TASK OBJECTIVE: Resume the article on valproic acid and birth defects from where it stops.

DOCUMENT TEXT:
6 Birth Defects More Common in Pregnant Women Who Take Epilepsy Drug

6 Birth Defects Linked to Valproic Acid continued...

It all comes down to a woman’s personal risk and benefit profile, she says.

“The risk of untreated illnesses are great to both the woman and fetuses, and sometimes taking this medication may be the best choice,” she says. “You need to look at it on a case-by-case basis, and look at reasonable alternatives. Sometimes there are no other choices because to stay well, you must be on this specific medication at high doses."

“If you are on [valproic acid] and it’s working well, don’t do anything rash like going off your medication,” she says.  “Go to your doctor and figure out if there are safer alternatives for treating your seizure or bipolar disorder during pregnancy."

Ideally this conversation should take place before you become pregnant. “Once you are pregnant, it’s a different can of worms,” she says.

Counseling Women Before Pregnancy

“The study provides further verification of our concerns of valproic acid standing out as high risk for birth defects during pregnancy and [conferring a] higher risk than other medications we can choose to prescribe for treatment of epilepsy, migraine, and bipolar disorder during pregnancy,” says Page B. Pennell, MD, a neurologist and the  director of research in the division of epilepsy at Brigham and Women's Hospital in Boston, and the chairwoman of the professional advisory board for the Epilepsy Foundation.

The study also provides information on the specific birth defects that are increased in the offspring of women with epilepsy who took the drug during their first trimester, she says.

“It is necessary to discuss these risks with women prior to pregnancy,” she tells WebMD. “I tell all my patients to try and switch to a safer medication because these birth defects can have a huge impact on a child’s life.”

EXCERPTED RECORDS:
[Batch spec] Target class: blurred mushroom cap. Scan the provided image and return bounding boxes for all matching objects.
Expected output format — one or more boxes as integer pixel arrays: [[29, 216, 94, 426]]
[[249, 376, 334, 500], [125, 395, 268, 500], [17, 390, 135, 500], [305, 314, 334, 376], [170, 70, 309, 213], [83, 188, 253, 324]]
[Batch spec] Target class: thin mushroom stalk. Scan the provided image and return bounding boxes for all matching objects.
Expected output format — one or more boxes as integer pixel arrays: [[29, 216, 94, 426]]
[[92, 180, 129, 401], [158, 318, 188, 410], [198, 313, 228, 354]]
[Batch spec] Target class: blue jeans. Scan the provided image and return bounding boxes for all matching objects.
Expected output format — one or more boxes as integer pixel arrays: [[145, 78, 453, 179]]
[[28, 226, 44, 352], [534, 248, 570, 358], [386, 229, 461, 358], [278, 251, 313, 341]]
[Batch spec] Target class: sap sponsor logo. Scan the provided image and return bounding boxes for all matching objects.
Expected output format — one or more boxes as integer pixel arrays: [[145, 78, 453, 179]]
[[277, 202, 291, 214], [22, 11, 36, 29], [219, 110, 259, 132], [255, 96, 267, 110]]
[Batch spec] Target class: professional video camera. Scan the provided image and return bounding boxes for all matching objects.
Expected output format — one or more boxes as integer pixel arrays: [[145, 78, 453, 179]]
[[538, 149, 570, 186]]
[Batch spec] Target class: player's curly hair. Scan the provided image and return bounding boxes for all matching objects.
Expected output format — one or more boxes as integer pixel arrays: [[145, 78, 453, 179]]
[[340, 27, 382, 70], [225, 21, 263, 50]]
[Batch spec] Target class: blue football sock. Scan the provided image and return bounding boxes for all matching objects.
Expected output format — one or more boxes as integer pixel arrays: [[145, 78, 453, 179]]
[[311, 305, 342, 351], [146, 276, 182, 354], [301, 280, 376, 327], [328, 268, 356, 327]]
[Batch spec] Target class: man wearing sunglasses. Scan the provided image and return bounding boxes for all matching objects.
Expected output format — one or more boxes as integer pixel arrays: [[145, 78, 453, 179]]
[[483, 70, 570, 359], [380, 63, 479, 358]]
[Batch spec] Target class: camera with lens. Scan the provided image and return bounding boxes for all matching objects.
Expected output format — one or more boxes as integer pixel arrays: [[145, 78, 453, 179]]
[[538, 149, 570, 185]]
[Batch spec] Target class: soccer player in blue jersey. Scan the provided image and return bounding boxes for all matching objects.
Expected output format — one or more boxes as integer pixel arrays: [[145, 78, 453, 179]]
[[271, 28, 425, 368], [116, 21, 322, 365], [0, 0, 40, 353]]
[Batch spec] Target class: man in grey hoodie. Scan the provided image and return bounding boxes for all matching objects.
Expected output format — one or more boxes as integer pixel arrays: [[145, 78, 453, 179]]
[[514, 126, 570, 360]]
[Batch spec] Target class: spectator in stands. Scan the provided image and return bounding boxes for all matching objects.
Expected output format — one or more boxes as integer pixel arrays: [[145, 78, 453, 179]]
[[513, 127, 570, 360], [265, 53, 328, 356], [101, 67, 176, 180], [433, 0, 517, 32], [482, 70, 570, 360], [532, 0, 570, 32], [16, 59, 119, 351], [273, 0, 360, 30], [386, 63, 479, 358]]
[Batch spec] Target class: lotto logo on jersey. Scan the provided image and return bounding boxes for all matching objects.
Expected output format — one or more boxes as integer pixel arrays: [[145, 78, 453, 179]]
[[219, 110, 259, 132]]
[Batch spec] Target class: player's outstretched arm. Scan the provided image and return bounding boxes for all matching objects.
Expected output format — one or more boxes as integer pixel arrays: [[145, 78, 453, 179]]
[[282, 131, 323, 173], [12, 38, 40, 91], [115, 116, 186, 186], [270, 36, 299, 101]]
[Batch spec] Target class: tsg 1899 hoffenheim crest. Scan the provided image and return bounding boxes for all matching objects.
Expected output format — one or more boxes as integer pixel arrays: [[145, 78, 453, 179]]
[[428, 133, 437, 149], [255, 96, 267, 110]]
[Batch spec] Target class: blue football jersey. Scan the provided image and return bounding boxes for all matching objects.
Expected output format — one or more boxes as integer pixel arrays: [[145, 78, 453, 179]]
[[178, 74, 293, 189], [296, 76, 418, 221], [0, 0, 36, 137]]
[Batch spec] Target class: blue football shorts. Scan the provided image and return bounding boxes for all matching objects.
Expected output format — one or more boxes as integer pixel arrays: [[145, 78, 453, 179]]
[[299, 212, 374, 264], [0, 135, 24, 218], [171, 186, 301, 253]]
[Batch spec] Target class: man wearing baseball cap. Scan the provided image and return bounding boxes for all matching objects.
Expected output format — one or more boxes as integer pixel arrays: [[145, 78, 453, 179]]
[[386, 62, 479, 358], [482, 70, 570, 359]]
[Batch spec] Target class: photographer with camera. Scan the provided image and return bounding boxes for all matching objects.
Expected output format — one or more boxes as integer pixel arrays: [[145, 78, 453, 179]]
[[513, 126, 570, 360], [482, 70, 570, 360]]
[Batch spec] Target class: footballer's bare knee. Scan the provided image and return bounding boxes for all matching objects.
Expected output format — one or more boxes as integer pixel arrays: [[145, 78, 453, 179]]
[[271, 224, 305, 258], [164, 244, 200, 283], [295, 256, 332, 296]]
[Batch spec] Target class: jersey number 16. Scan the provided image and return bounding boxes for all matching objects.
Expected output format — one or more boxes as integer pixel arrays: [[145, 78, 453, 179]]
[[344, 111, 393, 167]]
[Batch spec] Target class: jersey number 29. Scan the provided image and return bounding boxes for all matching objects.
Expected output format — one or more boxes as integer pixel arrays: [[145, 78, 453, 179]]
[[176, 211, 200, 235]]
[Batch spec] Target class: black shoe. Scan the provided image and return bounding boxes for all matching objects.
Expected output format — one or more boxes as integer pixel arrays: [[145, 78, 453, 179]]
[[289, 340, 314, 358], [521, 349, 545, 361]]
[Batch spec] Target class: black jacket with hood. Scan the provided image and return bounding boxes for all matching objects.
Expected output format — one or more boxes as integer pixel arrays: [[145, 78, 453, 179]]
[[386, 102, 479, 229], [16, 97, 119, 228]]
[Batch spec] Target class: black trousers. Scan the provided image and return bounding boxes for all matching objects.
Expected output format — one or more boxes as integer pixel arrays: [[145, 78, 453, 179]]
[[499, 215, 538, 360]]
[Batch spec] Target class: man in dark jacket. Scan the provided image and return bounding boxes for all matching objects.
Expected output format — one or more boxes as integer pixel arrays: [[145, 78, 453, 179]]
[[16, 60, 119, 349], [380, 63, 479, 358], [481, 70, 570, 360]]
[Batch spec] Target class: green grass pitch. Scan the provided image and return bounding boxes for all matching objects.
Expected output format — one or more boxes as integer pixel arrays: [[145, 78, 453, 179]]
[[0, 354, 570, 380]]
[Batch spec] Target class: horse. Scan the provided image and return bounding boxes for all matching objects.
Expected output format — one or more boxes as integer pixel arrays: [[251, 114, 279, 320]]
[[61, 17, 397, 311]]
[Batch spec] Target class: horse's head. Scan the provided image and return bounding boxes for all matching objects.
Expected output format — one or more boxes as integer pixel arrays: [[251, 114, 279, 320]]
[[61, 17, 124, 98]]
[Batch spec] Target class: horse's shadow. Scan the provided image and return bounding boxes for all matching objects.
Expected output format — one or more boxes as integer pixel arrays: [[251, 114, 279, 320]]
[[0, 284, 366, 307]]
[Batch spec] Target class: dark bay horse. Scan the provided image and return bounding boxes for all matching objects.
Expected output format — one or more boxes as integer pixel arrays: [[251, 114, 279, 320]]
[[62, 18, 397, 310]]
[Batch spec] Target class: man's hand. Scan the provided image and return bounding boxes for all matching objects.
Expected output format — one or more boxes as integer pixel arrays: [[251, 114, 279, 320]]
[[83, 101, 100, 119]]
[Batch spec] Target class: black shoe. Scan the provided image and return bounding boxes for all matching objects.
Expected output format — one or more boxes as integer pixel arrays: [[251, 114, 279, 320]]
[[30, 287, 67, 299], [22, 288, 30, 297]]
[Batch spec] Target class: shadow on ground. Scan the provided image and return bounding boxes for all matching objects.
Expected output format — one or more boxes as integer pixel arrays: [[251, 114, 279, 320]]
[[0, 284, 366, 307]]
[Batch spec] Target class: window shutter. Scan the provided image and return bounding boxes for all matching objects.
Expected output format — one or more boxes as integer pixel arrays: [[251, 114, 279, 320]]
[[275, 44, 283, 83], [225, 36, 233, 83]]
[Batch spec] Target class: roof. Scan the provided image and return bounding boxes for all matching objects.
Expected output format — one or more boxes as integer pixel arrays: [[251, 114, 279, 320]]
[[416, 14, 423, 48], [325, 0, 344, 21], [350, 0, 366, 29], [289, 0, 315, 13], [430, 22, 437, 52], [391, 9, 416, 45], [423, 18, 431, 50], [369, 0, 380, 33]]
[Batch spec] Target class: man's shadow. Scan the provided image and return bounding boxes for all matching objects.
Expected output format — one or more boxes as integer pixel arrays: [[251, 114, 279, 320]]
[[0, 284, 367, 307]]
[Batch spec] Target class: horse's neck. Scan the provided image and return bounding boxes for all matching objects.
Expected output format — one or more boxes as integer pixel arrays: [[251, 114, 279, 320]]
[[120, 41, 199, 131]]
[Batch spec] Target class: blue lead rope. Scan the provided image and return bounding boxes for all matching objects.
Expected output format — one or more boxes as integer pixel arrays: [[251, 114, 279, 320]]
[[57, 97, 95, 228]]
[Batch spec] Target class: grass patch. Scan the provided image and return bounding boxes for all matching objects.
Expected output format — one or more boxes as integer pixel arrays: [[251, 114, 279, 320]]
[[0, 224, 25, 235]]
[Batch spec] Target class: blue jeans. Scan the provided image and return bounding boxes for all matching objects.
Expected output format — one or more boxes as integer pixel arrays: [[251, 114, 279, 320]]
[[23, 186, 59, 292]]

ANSWER TO THIS EXERCISE:
“It is prudent and necessary for us to try and find another medication to control epilepsy or bipolar disorder among women of childbearing age,” she says. “There are several medications that we can choose from, and almost any other medication will be a safer option for the developing fetus."

The good news is that more than 90% of women with epilepsy will have normal, healthy infants, according to the Epilepsy Foundation.

Fully half of all pregnancies are unplanned, Pennell says. This conversation needs to take place as soon as a woman hits puberty and continue through all of her childbearing years.

Depakote Manufacturer Responds

Depakote is manufactured by The Abbott Laboratories in Abbott Park, Ill.

“The risk of birth defects associated with valproic acid is well known and clearly stated in Depakote's medication labeling,” says Abbott spokeswoman DeAnna DuBose.

“Because both the seizures themselves and the medications used to treat those seizures pose risks, it is crucial that women who are pregnant or may become pregnant work extensively with their physicians to balance the importance of seizure control with any potential effects of epilepsy therapy,” she says.